- [Short task 1]
According to the post on xiao'erjin, what letter does xiao'erjin use to write the sound /ŋ/?
- [Short task 2]
Extend the post on xiao'erjin, starting after its final sentence.

Xiao'erjin is not quite Pinyin

Xiao’erjin (alternatively xiao’erjing¹ 小儿经) is the name of a form of transcription for Mandarin and related languages. Rather than using Cyrillic or Roman letters, the Arabic script is used. China has had a large Muslim population for about as long as there have been Muslims, and it was among those of them who were less likely to have a traditional classical education that the system was used.

The structure is fairly simple. Syllable initial consonants are written with a single Arabic letter. The final then was primarily done with harakat or vowel diacritics. Before Annals of Wu, was blogging on xiao’erjin and Chinese Islam in general on another site, appropriately enough called xiao er jing.

I recently received an email on the topic, which happens from time to time. This time, though, I decided a more public response might have some value.

Here’s the email:

I live in Beijing and want to give a non-Chinese speaking arabic friend a surprise by translating a few words for him in your widget.

Am I right in thinking it is entirely phonetic, so that similar sounding words with the same pinyin will have the same arabic script? Also, which way around should it be read as it comes out of your widget? I ask because when I cut and paste it into Illustrator, it seems to be the mirror image.

The widget in question can be found on the sister site. It’s a quick and dirty conversion tool for converting pinyin to xiao’erjin based on the most widely known forms with some changes of my own to improve legibility² and fidelity to the pinyin. Xiao’erjin also preserves 入声 entering tone syllables, now long gone from Mandarin in any meaningful way. I digress.

Xiao’erjin is in fact phonetic, but it’s not quite an Arabic pinyin. For example the Arabic script lacks a letter for /ŋ/, a sound that is ubiquitous in Mandarin. Xiao’erjin uses the same letter for /n/ as it does /ŋ/. Arabic, on the other hand, often combines ـن /n/ and ـغ which is usually /ɣ/ by itself but, when combined with ن (i.e. ـنغ), it is typically pronounced /ŋ/. Mind you this is only in loan words.

Also, the equivalents to pinyin x or q are also missing from the Arabic script and language. Xiao’erjin is a historical script intended for a limited audience. It unfortunately doesn’t have much correlation to pinyin, and would probably elicit little reaction from an Arabic speaker beyond confusion.

Before, the system of xiao’erjin was used by members of the Islamic community who were unable or unwilling to read the Sinitic characters. With the spread of computers and the official status of pinyin, I think it’s safe to say that xiao’erjin has been pretty completely wiped out. Long-time readers may recall me mentioning a desire to re-work the system using letters from the Uyghur adaptation of the Arabic script, but this would only be for the sake of intellectual curiosity, and not for any practical purposes.

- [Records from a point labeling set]
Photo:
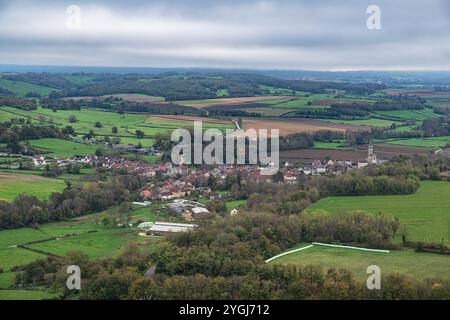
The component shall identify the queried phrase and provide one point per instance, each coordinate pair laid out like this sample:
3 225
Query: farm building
163 228
145 226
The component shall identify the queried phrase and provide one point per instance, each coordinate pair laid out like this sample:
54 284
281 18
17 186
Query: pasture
12 184
22 88
59 148
424 215
86 233
414 264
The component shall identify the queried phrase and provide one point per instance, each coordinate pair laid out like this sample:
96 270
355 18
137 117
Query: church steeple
371 157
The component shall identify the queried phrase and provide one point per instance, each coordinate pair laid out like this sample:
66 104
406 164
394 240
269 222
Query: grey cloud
246 34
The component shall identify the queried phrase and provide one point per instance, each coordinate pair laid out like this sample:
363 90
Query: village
178 186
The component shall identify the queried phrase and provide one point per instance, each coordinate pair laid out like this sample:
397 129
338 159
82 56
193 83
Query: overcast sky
282 34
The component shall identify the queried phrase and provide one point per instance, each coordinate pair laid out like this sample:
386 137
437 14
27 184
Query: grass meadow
414 264
425 215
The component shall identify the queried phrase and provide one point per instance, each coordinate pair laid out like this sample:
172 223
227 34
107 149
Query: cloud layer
282 34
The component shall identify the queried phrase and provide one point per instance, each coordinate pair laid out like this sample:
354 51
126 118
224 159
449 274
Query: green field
22 88
328 145
27 294
414 264
235 204
425 214
11 185
59 148
86 234
127 124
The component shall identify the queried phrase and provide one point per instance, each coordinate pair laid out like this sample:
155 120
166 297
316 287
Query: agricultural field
126 124
372 122
424 215
414 264
58 148
418 115
433 142
291 125
22 88
12 184
86 234
329 145
205 103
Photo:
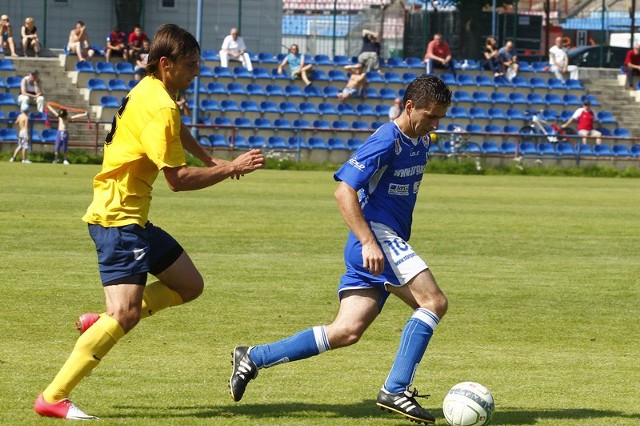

- [Right answer 1]
It uses the same letter that it uses for /n/.

- [Right answer 2]
I would be curious to know how a Mandarin text book from an Arabic speaking country would look. I imagine any good one would simply use pinyin, but that doesn’t mean they all would. I had a room-mate from Turkey who brought with him a Turkish-Mandarin phrase book in which every Mandarin syllable was transcribed phonetically with the Turkish alphabet. It posed a similar problem of missing phonetic representations as found when trying to adapt one language’s writing to another.

– – –
1. In this case I’m using “xiao’erjin” despite never writing that in Chinese for no other reason than to differentiate from the website of the same name.
2. e.g. X and S may both be written س so to clear things up a bit I moved one over to ص which was mostly un-used. What’s more, a single-dotted س exists in some sources, but isn’t really Unicode-compliant. Meawhile ښ (that’s س with one dot above and one below) and ݭ (two vertical dots above) seemed like overkill and, more importantly, unlikely to display on most computers.

22 responses to “Xiao’erjin is not quite Pinyin”

  1. It’s interesting to me that you went ahead and added little improvements.

  2. Kellen Parker says:

    Because it shows how little social life I actually have?

  3. Jack says:

    Makes you appreciate just how ingenious the pinyin system is. Two totally different languages (more I guess, since it applies at least to all Latin script languages) brought to a common meeting point that’s fairly easy to grasp for both. It’s easy to take it for granted now it’s all drawn up and established.

  4. Kellen says:

    I actually detest pinyin. To me it’s a necessary evil. It’s still better than a lot of the alternatives, but it still kinda sucks.

    Ah well.

  5. No, because you didn’t think of it as “officially fixed”.

  6. Jack says:

    I certainly wouldn’t consider myself as having anything near an advanced knowledge of Chinese, but I haven’t had any serious problems using pinyin. What do you think are the major issues with it?

  7. Kellen Parker says:

    Randy: Ah. Well, it’s not standard, and it has problems, so I fix away.

    Jack: It’s internally contradicting. -ui is -wei. It’s one more layer of shit for the learner to learn. IPA /y/ is sometimes ü and sometimes u. Yan and yang have totally different vowel sounds while lin and ling don’t*. The only thing particularly r-like about pinyin r also exists in zh/ch and sh. I got more. I’m also a fan of Italian style vowels where o sounds like /o/ and u sounds like /u/. Meanwhile o is /ɔ/ and ou is /o/. And what’s up with only one letter having a diacritic? Was y** hungover from too much baijiu on the day they assigned roles?

    There’s more, but I think this is enough.

    Granted there’s no way to make it perfect for everyone. I just think any transliteration ought to be intuitive enough that a new learner of the language can have a fighting chance at guessing the proper pronunciation instead of spending the first year of learning the language saying things wrong because 1) it’s not obvious from the writing and 2) it’s taught hella poorly anyway.

    * or do but it’s so small as to be irrelevant when compared to that of yan/yang
    ** I’m from the Albanian school of diacriticisation. I.e., at least two letters should have one of you’re wasting everyone’s time.

  8. I think pinyin surpasses haugul as a spelling system. All of the things you mentioned as (perhaps) flaws in pinyin are rule-based, and while they do add a little more complexity, it’s not that difficult for a student to learn. It took me a few hours with a tape player on a plane to get a serviceable command of it. It doesn’t have any irregularities.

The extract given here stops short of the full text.